■ **GIVEN INSTRUCTION**
Answer these questions about the passage on randomness in binary data:
1. If the bits are independent Bernoulli random variables with p=0.5, what distribution does the number of 1s over N bits follow?
2. How many elements does the power set of N bits contain?
3. What is the best way to make exploiting order in the data disadvantageous?

■ **ARTICLE**
* * * * *

Randomness is such a poorly-defined concept. For a probability distribution over a continuous vector space described by a continuous function, given a vector there is usually some neighborhood of vectors nearby that are considered "pretty much the same". With binary data, however, the assumption is that any difference in bit values in essence gives you something completely different. The goal of randomness for binary data is to therefore make all possible combinations of 0s and 1s of a given length seem equally likely. In reality, however, if the bits are independent Bernoulli random variables with p=0.5 then the number of 1s over N bits has a distribution of Binomial(N,0.5). Since the variance is linear wrt N, as the number of bits increases the confidence interval around 0.5*N converges to 0.5*N itself. Since this should also apply to all members of the power set of N bits, that implies that the probability of any discernible order to the bits should decrease as the length of the given subset increases. This obviously isn't possible, since the set containing all of the 1 elements, and all of that set's subsets, are in the power set of N bits. Additionally, there are 2^N elements in the power set, so even for a "modest" sample such as 64 bits it's intractable to verify that the desired randomness exists.

Much like the concept of hashing, where in general there are more sets of data of a given length with a given hash value than there are possible hash values, you can't account for all sources of order in the data. You need to determine the ways that order within the data can be useful to an adversary, which will vary by application, and attempt to make its exploitation disadvantageous. The best way to do that is to obscure how the data is transformed into the "publicly-observable final product", which will prevent inference of the most epistemically-useful ways to attack the data.

* * * * *

■ **DATASET EXTRACT**
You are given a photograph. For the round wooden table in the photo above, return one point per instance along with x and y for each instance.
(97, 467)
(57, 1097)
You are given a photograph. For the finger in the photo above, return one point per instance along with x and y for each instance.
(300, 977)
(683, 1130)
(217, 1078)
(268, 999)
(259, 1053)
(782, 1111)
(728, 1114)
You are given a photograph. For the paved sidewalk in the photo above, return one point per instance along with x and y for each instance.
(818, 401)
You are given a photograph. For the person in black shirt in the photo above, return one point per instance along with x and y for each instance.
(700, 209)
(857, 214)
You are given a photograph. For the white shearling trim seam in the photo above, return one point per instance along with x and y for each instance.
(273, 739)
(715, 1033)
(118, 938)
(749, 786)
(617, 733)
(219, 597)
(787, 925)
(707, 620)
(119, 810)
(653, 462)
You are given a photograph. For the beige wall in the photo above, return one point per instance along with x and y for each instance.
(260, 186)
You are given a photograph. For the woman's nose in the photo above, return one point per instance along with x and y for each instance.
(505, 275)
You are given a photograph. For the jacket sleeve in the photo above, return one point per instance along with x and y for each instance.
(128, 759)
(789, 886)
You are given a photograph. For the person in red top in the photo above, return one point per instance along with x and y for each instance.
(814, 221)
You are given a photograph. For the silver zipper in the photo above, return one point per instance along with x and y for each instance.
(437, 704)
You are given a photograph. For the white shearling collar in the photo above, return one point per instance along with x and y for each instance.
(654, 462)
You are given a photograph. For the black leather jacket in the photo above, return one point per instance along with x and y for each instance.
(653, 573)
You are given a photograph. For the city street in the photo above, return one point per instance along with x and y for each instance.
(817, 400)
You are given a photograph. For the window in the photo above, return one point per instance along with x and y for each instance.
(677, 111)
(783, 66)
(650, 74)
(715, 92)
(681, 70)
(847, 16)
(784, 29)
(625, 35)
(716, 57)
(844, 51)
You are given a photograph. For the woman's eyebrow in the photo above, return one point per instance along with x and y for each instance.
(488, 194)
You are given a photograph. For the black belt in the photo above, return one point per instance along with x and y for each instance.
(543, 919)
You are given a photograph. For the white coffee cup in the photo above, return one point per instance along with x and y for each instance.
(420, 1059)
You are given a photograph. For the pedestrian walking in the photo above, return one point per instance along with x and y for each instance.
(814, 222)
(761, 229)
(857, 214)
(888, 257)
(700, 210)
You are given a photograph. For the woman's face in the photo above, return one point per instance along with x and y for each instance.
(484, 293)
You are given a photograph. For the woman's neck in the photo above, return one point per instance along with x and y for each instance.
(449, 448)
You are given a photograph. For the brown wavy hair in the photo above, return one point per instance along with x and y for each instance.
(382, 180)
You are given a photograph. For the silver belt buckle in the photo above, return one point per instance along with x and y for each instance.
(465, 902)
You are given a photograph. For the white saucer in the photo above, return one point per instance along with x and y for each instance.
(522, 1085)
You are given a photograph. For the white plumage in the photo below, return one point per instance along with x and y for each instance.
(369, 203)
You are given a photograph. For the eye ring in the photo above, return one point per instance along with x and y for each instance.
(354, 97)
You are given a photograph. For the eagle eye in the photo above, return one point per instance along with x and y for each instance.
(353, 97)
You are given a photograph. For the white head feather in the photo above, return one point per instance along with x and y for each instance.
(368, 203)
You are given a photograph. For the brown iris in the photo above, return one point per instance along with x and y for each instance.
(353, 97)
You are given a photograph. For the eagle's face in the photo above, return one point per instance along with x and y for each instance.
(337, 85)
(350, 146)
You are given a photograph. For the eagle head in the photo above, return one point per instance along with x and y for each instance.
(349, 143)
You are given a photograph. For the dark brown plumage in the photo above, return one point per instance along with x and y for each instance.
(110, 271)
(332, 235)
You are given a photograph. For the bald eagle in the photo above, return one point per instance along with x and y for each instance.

* * * * *

■ **RESULT OF THIS EXERCISE**
1. Binomial(N,0.5).
2. 2^N.
3. Obscure how the data is transformed into the "publicly-observable final product".